Starting at the line that contains "Might I ask you to indicate the metal" and continuing through the end of the material, reproduce those lines with every "wooden" renamed to "oak". Leave everything else unchanged.
= = = = = = =
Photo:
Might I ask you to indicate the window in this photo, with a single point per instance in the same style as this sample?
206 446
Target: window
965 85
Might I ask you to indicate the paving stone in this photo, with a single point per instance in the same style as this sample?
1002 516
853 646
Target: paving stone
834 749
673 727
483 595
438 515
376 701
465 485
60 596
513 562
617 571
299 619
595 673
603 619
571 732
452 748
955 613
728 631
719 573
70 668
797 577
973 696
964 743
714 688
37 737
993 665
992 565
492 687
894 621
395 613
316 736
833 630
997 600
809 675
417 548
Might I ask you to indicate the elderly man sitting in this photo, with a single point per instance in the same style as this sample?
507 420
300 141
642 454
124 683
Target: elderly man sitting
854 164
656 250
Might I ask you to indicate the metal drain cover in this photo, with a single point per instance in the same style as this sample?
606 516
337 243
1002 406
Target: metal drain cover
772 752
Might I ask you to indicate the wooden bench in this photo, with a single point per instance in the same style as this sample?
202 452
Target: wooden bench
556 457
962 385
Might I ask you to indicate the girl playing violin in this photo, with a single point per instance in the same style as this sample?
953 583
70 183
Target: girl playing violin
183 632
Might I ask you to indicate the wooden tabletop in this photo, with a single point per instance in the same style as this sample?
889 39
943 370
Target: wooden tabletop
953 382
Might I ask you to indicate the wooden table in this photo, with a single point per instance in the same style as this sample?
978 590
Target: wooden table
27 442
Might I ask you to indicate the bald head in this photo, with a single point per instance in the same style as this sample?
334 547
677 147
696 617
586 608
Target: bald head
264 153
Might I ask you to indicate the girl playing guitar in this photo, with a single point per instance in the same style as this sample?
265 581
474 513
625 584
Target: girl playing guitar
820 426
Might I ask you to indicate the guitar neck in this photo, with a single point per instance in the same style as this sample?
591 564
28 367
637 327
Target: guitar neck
= = = = = = =
* _Solution_:
Might I ask you to indicate the metal drain cover in this photo, with a single point per instance in the same style as this sample?
606 516
337 243
1002 406
Target: metal drain cover
772 752
Might I ask you to indicate the oak bench in this photo, with a single point per instance in the same style as this sample?
202 452
Target: oak bench
556 457
962 385
Might I ask you to indicate the girl playing violin in this photo, with a single point per instance in the same style as this sample?
953 583
70 183
Target: girl playing violin
183 632
Might I ask you to indicate the oak tabletop in this photo, with a single point per instance in the same style as this sample?
889 39
943 370
Target: oak tabletop
953 382
Might I ask you to indicate the oak table in this photo, with a single point per instance in the same style as this sample?
978 590
Target: oak table
27 442
Might I ask you to indicate the bald head in this photo, with a single point per instance in the same style as this sample?
334 547
677 147
696 617
586 608
Target: bald head
264 153
Might I ask you to indicate the girl playing guitar in this photo, with a single point per instance in the same style as this sample?
265 581
474 513
625 584
Target: girl playing guitar
820 426
Might I ask you to indicate the guitar neck in this photo, with a single point per instance in the same style as this sample?
591 564
28 367
637 327
Target: guitar neck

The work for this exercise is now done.